(Items from a dataset)
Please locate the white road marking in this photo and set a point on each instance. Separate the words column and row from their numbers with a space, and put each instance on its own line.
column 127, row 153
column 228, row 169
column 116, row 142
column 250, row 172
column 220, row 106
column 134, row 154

REQUIREMENT
The data above needs to be given again exactly, with no line left out.

PROBLEM SOLUTION
Please locate the white road marking in this photo and set a point on each instance. Separate the words column and row from their numbers with a space, and put each instance on its own line.
column 127, row 153
column 228, row 169
column 116, row 142
column 250, row 172
column 220, row 106
column 134, row 154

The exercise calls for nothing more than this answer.